Stated task 1:
Decide whether each statement agrees with the article on commoditization below, answering yes or no and quoting the words of the article that settle it. (a) All of the companies in the Vistage group are in growth mode. (b) Improving process eventually stops the slide toward commoditization. (c) Information workers are unable to perform well-defined tasks.
Stated task 2:
Resume the article on commoditization below, picking up after its final sentence.

Page text:

(begin)

We often believe that our primary contribution to a customer is to convince them to trust that our process is superior. That engenders a belief that we have now taken our offering forever out of the realm of commoditization. We forget that a product or service is a commodity when the customer knows, or thinks he knows, enough about it to shop the specifications to competitors. We know that we are considered a commodity when we start selling to the purchasing department instead of the President.

What I am seeing in an ever-increasing trend since the economic shift in 2008, is that all offerings from all companies are becoming a commodity at a highly accelerated pace. No sooner has a company perfected a seemingly unique process than it is overtaken by a new, exciting, and even more intuitive technology that either makes the process irrelevant, or at best reduces it to a minor link in the overall chain of supply. It finally seems to be dawning on many of my clients that improving process only slows, but never stops, the slide toward commoditization.

If our process is well-designed, but we’re still not getting the results we expect, then we need to look at the second aspect of profitable and sustainable organizations;

PEOPLE

The client I mentioned in the beginning of this article faced the same challenge I hear from all my other clients. He said that they have great people for the work that they do. It is all technology, and they have some exceptionally skilled developers, programmers, network administrators, etc. The problem is that they are all doers. They are what Daniel Pink, in his latest book, Drive, describes as information workers in an era that requires conceptual workers.

The difference here is critical. Information workers are perfectly capable of performing well-defined tasks. The task may require great skill and ability. Task-based performance, however, does not require a great deal of spatial thinking, and is quickly perceived as a commodity. Problem-solving demands something other than skillset. It demands a completely different mindset.

And this is the crux of the matter. In the Vistage group I facilitate, all 17 companies are in growth mode. They are all seeking to hire more employees. The one thing they all agree upon is that they are not willing to hire the same quality of mediocrity they had prior to 2008. They are looking for problem-solvers and solution providers. They are seeking conceptual workers, not just conceptual thinkers. This means that it is not enough to have great ideas. We also have to find people who can execute them. And they are not finding them in anything approaching abundance.

In an age where customers expect that we are going to provide more than basic services; that we are going to suggest improvements, shorten delivery time, under-promise and over-deliver, etc. etc., where do we find the people who can do this?

(end)

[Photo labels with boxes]

(begin)

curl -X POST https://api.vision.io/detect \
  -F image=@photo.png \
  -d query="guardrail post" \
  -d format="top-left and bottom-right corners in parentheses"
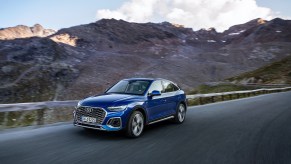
top-left (211, 96), bottom-right (214, 102)
top-left (199, 97), bottom-right (203, 105)
top-left (36, 108), bottom-right (45, 125)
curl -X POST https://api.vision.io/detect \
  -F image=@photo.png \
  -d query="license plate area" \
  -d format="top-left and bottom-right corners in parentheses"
top-left (81, 116), bottom-right (97, 123)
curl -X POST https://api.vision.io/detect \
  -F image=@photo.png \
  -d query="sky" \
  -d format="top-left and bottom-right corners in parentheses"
top-left (0, 0), bottom-right (291, 31)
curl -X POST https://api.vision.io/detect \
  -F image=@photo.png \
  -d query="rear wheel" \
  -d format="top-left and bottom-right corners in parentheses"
top-left (174, 103), bottom-right (186, 124)
top-left (126, 111), bottom-right (144, 138)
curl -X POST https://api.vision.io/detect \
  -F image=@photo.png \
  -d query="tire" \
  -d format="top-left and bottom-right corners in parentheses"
top-left (174, 103), bottom-right (186, 124)
top-left (84, 128), bottom-right (96, 132)
top-left (126, 111), bottom-right (145, 138)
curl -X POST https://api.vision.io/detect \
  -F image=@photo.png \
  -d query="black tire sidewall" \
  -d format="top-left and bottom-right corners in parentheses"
top-left (126, 111), bottom-right (145, 138)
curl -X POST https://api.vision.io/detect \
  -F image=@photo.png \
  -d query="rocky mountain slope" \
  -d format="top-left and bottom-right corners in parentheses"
top-left (0, 18), bottom-right (291, 103)
top-left (228, 56), bottom-right (291, 85)
top-left (0, 24), bottom-right (56, 40)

(end)

Exercise result 1:
(a) Yes: "all 17 companies are in growth mode."
(b) No: "improving process only slows, but never stops, the slide toward commoditization."
(c) No: "Information workers are perfectly capable of performing well-defined tasks."

Exercise result 2:
Part of the problem, as various writers and speakers are pointing out, is that our educational system is geared to graduate people who have learned to execute, not to think.  Many of our employees possess a very significant tool bag. They come to us with impressive university degrees in a variety of disciplines. They have all the certifications that we stipulated in our recruiting advertisement. They have fulfilled all vocational prerequisites.

What they have in skillset, they often lack in mindset. The mindset we require today is innovative and collaborative, not specialized and isolated. It is no longer enough to be able to do a job. We now have to be able to solve problems, and even more importantly, anticipate challenges that will emerge in a highly dynamic future.

Once this question of changing client expectations emerged from my government contracting client, I began researching the subject with all my other clients, as well as several Vistage members in the Baltimore and DC areas. Vistage provides me with a database of over 400 small to medium sized local companies, and a total of 15,000 companies globally.  

It turns out that what my client was experiencing is a universal trend! Every single company I talked with has confirmed that their customers are raising expectations, desiring a forward thinking response from their suppliers rather than a simple reaction to a request.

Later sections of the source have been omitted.